Assignment
All lines containing the string "railing" must be copied from the entries.
##### Supplied records #####
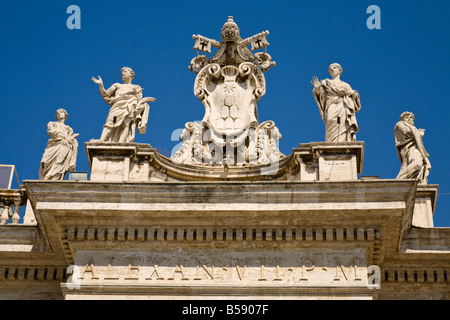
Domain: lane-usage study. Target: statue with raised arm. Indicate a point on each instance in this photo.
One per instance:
(129, 110)
(60, 155)
(410, 150)
(337, 103)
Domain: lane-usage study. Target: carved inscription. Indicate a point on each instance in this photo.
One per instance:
(293, 268)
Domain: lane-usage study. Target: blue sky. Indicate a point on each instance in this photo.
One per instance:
(401, 67)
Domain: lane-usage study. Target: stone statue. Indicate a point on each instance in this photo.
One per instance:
(229, 85)
(337, 103)
(128, 109)
(410, 150)
(60, 155)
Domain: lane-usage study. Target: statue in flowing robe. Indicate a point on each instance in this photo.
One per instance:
(337, 103)
(410, 150)
(60, 155)
(129, 110)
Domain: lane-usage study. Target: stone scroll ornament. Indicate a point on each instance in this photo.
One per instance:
(410, 150)
(230, 84)
(337, 103)
(60, 155)
(129, 109)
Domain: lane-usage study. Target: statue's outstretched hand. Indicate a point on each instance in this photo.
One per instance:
(316, 82)
(97, 81)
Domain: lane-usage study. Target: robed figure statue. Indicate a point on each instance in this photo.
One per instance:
(60, 155)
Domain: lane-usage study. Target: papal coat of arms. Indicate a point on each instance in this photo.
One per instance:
(230, 84)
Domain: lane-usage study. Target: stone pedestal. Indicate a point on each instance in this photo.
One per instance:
(330, 161)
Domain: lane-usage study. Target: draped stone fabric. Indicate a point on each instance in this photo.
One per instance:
(124, 113)
(411, 152)
(60, 155)
(337, 107)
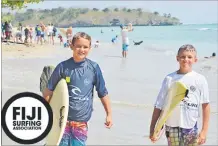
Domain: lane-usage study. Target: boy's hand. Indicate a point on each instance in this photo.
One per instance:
(153, 139)
(108, 123)
(201, 138)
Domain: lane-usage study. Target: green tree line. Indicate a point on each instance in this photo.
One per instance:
(64, 17)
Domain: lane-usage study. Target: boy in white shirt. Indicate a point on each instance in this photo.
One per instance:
(181, 126)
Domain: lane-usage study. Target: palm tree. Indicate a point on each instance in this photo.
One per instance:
(116, 9)
(105, 10)
(156, 13)
(95, 9)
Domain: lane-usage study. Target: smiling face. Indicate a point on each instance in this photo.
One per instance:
(186, 58)
(81, 48)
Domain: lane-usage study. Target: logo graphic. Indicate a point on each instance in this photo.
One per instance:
(75, 90)
(27, 118)
(76, 93)
(192, 88)
(61, 116)
(86, 81)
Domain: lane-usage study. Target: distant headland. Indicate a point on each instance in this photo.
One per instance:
(85, 17)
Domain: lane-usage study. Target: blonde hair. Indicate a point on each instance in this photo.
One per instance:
(81, 35)
(187, 47)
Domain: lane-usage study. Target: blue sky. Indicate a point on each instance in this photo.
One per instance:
(189, 12)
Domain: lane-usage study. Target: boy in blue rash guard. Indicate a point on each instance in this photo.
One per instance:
(81, 75)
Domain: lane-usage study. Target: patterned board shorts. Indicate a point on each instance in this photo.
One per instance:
(181, 137)
(75, 134)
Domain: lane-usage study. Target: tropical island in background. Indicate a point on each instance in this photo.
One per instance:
(85, 17)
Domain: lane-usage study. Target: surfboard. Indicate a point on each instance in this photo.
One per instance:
(177, 92)
(60, 105)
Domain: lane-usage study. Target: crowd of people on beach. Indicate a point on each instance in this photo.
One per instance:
(30, 34)
(178, 132)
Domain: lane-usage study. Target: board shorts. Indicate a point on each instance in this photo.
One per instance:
(125, 47)
(75, 134)
(182, 137)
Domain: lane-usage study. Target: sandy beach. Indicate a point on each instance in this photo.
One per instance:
(133, 85)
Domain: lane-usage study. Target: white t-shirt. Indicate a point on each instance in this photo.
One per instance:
(186, 114)
(124, 35)
(50, 29)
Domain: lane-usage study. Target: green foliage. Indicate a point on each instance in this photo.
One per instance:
(95, 9)
(17, 4)
(106, 10)
(129, 10)
(116, 9)
(124, 9)
(156, 13)
(7, 17)
(85, 17)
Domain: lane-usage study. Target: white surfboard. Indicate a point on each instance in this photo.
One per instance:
(60, 106)
(176, 94)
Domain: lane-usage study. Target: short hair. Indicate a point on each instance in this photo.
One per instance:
(186, 47)
(81, 35)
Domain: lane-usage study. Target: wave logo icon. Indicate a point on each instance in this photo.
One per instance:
(76, 91)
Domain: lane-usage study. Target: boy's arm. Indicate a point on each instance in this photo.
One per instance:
(107, 107)
(106, 103)
(158, 106)
(47, 94)
(103, 95)
(155, 117)
(206, 115)
(205, 111)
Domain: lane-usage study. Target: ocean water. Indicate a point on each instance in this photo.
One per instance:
(203, 36)
(133, 83)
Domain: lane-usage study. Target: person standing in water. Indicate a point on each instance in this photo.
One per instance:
(125, 39)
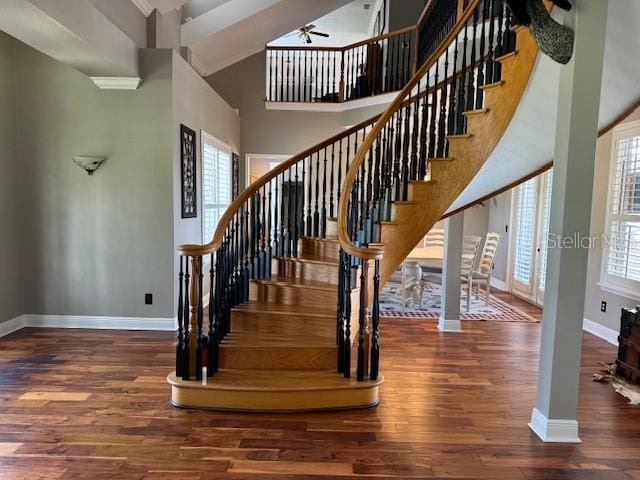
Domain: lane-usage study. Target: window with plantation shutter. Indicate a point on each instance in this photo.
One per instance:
(621, 263)
(216, 184)
(546, 220)
(525, 225)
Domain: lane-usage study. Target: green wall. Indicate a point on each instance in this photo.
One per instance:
(94, 245)
(10, 269)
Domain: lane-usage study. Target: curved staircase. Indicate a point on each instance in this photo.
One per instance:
(292, 311)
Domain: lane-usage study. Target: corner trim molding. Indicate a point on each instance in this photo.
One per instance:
(197, 65)
(449, 326)
(554, 431)
(13, 325)
(600, 331)
(117, 83)
(144, 6)
(499, 284)
(89, 323)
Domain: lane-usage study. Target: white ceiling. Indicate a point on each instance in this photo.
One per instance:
(348, 24)
(241, 28)
(163, 6)
(528, 143)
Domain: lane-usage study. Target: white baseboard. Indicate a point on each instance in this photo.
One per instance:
(451, 326)
(88, 322)
(554, 431)
(600, 331)
(13, 325)
(499, 284)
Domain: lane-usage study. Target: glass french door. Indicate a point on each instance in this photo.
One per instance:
(532, 208)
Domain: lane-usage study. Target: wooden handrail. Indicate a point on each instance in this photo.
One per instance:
(374, 252)
(216, 242)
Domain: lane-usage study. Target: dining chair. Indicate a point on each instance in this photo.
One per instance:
(482, 274)
(470, 247)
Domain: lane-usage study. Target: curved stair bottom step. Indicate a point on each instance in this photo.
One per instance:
(275, 391)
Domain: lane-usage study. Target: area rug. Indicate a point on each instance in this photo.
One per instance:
(630, 391)
(429, 309)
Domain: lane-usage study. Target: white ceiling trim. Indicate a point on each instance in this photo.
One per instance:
(144, 6)
(197, 65)
(117, 83)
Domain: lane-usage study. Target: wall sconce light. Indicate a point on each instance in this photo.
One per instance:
(88, 164)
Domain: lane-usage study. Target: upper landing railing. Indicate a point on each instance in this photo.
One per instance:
(375, 66)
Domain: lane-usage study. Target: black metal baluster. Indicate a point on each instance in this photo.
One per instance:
(490, 74)
(199, 349)
(318, 81)
(397, 167)
(186, 360)
(296, 221)
(404, 173)
(362, 320)
(346, 365)
(499, 50)
(433, 137)
(480, 76)
(263, 233)
(339, 186)
(323, 211)
(451, 109)
(290, 215)
(460, 127)
(180, 344)
(415, 136)
(288, 96)
(283, 227)
(316, 213)
(270, 240)
(442, 124)
(310, 198)
(332, 180)
(422, 166)
(375, 324)
(212, 363)
(340, 333)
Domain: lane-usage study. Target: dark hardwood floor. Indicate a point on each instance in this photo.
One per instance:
(94, 405)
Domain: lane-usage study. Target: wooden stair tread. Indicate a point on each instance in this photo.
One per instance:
(328, 239)
(296, 282)
(489, 86)
(277, 380)
(253, 340)
(285, 309)
(313, 259)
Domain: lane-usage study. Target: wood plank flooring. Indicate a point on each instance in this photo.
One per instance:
(95, 405)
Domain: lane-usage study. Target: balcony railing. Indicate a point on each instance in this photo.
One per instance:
(375, 66)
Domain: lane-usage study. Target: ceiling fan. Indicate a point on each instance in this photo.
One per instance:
(304, 33)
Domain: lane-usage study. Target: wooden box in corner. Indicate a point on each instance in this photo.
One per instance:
(628, 362)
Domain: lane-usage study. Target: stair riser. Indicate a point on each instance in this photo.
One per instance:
(262, 322)
(311, 248)
(274, 401)
(277, 358)
(308, 271)
(293, 295)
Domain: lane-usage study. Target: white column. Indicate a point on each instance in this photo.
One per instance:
(554, 417)
(450, 309)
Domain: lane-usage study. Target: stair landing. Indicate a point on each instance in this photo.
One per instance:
(281, 355)
(275, 391)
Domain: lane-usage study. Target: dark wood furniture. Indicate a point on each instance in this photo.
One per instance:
(628, 362)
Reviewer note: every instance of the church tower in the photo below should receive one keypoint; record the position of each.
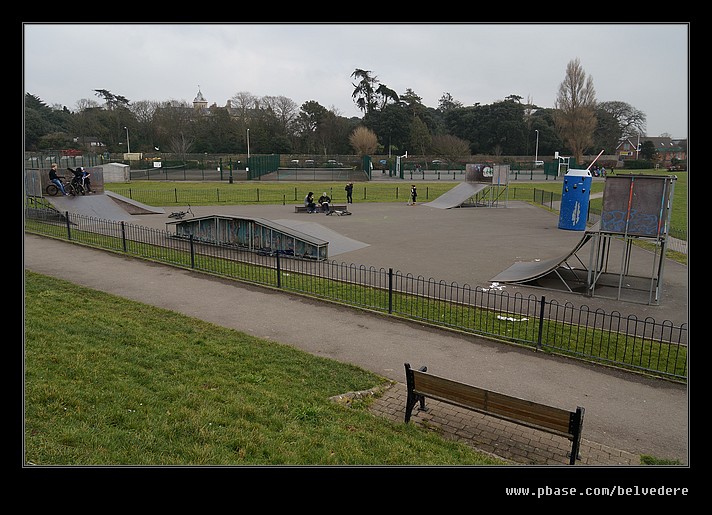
#####
Written answer
Domain: lane-usage study. Target: upper landing railing. Indicate a point on each instance in this photo.
Domain: lane-usage study. Target: balcony railing. Indicate a point on each instance in this photo.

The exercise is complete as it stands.